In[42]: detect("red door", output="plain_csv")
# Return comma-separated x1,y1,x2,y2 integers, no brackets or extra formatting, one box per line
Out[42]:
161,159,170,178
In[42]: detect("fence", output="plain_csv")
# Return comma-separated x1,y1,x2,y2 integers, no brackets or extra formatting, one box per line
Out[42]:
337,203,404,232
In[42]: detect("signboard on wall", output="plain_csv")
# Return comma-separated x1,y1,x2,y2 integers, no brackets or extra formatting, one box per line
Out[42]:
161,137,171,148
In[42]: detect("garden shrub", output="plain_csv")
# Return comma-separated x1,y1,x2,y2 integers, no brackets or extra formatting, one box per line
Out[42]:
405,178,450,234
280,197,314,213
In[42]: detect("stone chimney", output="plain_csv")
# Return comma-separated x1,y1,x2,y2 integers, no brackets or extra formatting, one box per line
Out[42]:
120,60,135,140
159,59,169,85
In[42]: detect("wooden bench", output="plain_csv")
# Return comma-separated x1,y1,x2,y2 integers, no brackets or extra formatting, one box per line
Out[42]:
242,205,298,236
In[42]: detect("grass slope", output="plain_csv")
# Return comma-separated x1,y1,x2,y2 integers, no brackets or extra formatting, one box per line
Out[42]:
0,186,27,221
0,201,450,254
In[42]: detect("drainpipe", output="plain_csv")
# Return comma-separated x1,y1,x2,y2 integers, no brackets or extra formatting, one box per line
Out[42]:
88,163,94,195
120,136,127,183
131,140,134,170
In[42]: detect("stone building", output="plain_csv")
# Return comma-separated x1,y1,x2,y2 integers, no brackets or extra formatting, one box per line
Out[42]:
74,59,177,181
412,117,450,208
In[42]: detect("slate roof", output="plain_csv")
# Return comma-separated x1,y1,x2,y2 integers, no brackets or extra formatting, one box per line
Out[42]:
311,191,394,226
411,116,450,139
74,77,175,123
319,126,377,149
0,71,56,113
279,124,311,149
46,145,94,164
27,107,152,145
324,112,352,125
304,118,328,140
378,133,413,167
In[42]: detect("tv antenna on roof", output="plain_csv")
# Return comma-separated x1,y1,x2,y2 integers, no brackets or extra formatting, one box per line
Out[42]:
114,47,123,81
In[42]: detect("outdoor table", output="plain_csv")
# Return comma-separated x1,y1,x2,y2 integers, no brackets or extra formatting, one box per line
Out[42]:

REQUIREMENTS
Write out every line of the entries again, replacing each "plain_csv" with "text_csv" and changing nothing else.

RESPONSE TO THE EXERCISE
In[42]: detect("red door", output="text_csv")
# Return comma-separated x1,y1,x2,y2 integers, no brackets or extra formatting, one box per line
Out[42]:
161,159,170,178
In[42]: detect("fence", output="text_csv")
# Return comma-separated x1,y1,x2,y2 integers, no brackets or extra formatting, one box per line
Out[42]:
337,203,404,232
In[42]: detect("signboard on wall", output="text_csv")
# Return comma-separated x1,y1,x2,y2 integers, no brackets or extra formatting, one box per line
Out[42]:
161,137,171,148
In[42]: detect("garden shrub", output="text_csv")
# Return comma-separated x1,y1,x2,y2 integers, no brackets or extra formatting, one box per line
Out[42]:
405,178,450,234
280,197,314,213
In[42]: detect("stone chimney", output="text_csv")
# Return comma-separated x1,y1,x2,y2 integers, no brackets or extra formatting, one box per line
Out[42]:
120,60,135,140
159,59,169,85
In[42]: detect("wooden bench", output="text_csv")
# Return comma-separated x1,y1,x2,y2 integers, no brackets or extra formatting, one box per line
Out[42]:
242,205,298,236
In[42]: detect("grass slope", output="text_csv")
# Return comma-separated x1,y1,x2,y2 integers, no brackets or extra formatting, one box per line
Out[42]:
0,186,27,221
0,201,450,254
In[42]: detect("drainpipe", output="text_csv")
# Return comma-separated x1,y1,x2,y2 integers, no brackets or extra formatting, one box per line
Out[42]:
88,163,94,195
120,136,127,183
131,140,134,170
In[42]: detect("stone building", output="text_csv")
# Return comma-separated x1,y1,x2,y2 integers, no brackets or extra formatting, one box per line
Out[42]:
74,59,177,181
412,117,450,208
In[42]: detect("slate roof", output="text_csv")
# Return comma-separated x1,y1,x2,y2 integers, no brackets or extra formatting, one box per line
Out[42]:
311,191,394,226
411,116,450,139
74,77,175,123
319,126,377,149
0,71,56,113
279,124,311,149
46,145,94,164
27,107,152,145
324,112,352,125
304,118,328,140
378,133,413,167
In[42]: detect("tv antenna on roof", output="text_csv")
# Return comma-separated x1,y1,x2,y2 integers, no brackets or extra formatting, one box per line
Out[42]:
114,47,123,81
In[42]: detect("outdoor table", output="text_csv")
# Return comma-separated x1,y1,x2,y2 integers, no brackets or extra formatting, one box per line
Out[42]:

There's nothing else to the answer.